_Task details_: Report each line in the items below that contains the word "background", copying every such line in full.

_Data extract_:
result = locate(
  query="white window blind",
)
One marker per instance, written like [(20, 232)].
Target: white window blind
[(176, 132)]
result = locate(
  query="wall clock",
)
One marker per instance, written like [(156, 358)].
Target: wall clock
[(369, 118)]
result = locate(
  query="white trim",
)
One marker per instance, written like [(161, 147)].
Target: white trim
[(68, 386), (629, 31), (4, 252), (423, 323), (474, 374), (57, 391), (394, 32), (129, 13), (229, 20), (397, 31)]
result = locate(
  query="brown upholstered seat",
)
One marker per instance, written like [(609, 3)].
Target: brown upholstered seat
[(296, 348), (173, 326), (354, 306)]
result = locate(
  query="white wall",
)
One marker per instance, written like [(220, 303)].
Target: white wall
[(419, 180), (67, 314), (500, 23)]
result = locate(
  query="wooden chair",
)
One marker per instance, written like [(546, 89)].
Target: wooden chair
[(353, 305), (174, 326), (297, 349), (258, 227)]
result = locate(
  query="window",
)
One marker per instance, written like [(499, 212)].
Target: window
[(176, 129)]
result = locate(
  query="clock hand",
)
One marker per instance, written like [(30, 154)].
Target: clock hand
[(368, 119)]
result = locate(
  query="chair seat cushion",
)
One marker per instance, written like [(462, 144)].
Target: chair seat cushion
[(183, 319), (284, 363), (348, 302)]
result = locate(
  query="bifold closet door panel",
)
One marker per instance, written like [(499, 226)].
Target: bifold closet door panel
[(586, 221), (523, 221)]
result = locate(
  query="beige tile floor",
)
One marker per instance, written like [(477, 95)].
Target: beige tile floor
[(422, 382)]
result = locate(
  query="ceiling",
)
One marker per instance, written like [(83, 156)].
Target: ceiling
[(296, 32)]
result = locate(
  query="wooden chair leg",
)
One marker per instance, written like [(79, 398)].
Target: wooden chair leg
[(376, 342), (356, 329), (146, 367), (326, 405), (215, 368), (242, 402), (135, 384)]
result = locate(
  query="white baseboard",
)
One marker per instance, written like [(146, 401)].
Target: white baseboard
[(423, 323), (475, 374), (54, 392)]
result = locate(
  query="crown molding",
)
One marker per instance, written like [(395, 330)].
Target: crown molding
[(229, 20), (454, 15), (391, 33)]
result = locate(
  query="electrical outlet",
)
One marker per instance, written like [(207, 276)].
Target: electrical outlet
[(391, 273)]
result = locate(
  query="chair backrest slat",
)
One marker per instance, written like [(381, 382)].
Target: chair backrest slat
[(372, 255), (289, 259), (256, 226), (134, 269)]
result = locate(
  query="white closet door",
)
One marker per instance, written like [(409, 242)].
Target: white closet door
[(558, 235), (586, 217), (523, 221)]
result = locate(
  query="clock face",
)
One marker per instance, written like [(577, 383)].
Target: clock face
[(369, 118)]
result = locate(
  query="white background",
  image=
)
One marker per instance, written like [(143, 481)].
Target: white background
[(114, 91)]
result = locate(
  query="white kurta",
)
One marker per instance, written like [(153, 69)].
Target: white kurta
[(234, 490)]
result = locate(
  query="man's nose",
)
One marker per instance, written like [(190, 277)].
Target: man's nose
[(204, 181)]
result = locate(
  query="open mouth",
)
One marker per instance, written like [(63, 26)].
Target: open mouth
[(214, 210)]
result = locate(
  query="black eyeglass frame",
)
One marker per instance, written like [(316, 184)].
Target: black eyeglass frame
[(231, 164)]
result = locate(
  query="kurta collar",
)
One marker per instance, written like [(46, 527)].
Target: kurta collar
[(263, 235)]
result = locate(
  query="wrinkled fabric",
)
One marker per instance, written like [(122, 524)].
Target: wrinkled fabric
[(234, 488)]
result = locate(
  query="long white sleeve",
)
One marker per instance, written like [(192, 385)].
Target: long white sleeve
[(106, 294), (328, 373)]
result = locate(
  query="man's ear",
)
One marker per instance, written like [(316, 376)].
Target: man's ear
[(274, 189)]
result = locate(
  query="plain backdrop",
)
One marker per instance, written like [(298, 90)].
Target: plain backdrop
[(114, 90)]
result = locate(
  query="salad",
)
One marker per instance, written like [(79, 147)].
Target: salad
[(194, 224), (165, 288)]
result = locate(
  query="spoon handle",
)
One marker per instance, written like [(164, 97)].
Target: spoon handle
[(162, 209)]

* * *

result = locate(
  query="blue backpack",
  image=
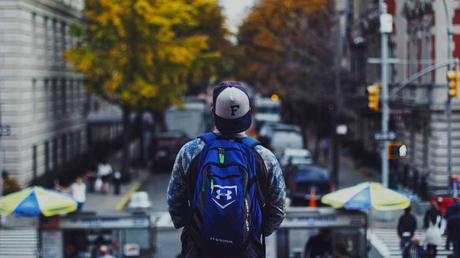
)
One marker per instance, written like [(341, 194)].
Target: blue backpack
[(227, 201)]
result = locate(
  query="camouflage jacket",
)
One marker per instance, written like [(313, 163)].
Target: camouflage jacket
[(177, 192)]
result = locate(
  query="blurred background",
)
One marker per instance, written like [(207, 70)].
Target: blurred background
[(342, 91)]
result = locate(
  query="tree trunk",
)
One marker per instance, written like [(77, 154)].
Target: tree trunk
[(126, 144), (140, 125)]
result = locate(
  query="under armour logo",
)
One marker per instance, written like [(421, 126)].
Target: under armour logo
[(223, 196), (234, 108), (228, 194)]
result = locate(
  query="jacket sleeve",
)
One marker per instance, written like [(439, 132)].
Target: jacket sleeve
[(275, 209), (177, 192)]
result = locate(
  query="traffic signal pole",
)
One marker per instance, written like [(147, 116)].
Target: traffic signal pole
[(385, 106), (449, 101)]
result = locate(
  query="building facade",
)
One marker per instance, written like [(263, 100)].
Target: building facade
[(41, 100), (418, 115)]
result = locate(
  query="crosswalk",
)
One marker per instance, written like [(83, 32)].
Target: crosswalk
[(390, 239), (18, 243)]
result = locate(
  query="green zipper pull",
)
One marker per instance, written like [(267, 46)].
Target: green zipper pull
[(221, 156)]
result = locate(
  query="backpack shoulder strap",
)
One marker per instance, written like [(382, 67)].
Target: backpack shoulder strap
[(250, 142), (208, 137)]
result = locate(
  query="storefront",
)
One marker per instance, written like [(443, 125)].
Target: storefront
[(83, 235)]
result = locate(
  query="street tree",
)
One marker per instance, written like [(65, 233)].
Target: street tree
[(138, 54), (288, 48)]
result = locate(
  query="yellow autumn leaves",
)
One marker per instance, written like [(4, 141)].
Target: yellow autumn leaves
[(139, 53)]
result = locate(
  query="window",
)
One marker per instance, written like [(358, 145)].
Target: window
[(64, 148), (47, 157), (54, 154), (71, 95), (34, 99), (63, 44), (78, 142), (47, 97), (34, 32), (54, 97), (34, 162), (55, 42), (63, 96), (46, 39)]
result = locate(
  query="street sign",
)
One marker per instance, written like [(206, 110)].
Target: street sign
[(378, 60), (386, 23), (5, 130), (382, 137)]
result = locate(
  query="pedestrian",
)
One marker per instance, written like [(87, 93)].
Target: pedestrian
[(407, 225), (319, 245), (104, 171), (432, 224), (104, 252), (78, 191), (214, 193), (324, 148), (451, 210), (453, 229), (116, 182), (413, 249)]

_Reply to the task_:
  query="white background",
Target: white background
  query="blurred background",
Target: blurred background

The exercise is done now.